(Given passage)
◇ ◇ ◇ ◇ ◇ ◇ ◇

The encouraging flurry of activity in the Jewish community following #metoo has included organizations creating or revamping policies and hosting events and training to prevent sexual victimization, including harassment. But a systemic problem requires a systemic approach to change. Below are the gaps I have noticed based on my criminological and sociological research on sexual violence and my Jewish professional work.

1) Listening Is Not Enough

Sexual harassment and victimization are not new problems, not in the world and not in the Jewish community. While we have made strides in protecting children, adult victims in the Jewish community have expressed that they have been left out in the cold. That because they were not victimized as children, there was nowhere to put their experiences and no one to turn to in the community that would care. As Jewish professional leaders wonder what employees and stakeholders need to hear from them, I’d ask them to, instead, consider what it is they need to hear from others.

◇ ◇ ◇ ◇ ◇ ◇ ◇

(Recorded data)
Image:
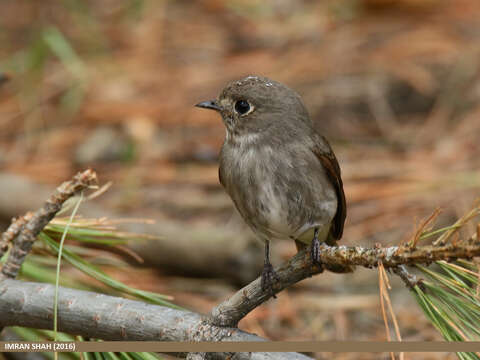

◇ ◇ ◇ ◇ ◇ ◇ ◇

(Problems and tasks)
a: In the piece on sexual harassment in the Jewish community, what have adult victims in the community expressed?
b: Continue the piece on sexual harassment in the Jewish community from its last sentence.
The listing has no connection to the piece on sexual harassment in the Jewish community.

(Responses to the exercise)
a: They have expressed that they have been left out in the cold.

b:
Leaders should also be aware that, without fail, disclosures will be made after every event raising awareness about victimization. Being part of these events does not make you ready to listen and respond to these disclosures. Just like it is a time for a particular kind of silence, the silence of the powerful, it is also a time for a particular kind of listening. The listening that is needed must center the voices of victims, be trauma informed, and appreciate the nature, incidence, and dynamics of sexual victimization in the Jewish community. Experts in the field of gender based violence can help you do that.

2) The Relationship Between Sexism And Sexual Victimization Is Fundamental

Sexual violence is a gendered crime and, while men have also been victimized, women make up the majority of victims. Therefore, the unsurprising fact that the majority of top Jewish professional earners are men should lead beyond the call to hire more women. Because now that we know how women were driven from media careers and industries following sexual harassment, or their attempts to rebuff it or speak up, it isn’t hard to imagine that sexual victimization, and not just sexism, prevents women from rising to the top of Jewish organizations. One only has to follow the conversation around #ShulToo on Twitter to see the links between sexism and victimization in Jewish settings. It is time to consider the possibility that our organizations may not be the safest places for women to work rather than rushing to conclusions, such as familial obligations, when they leave or are not promoted.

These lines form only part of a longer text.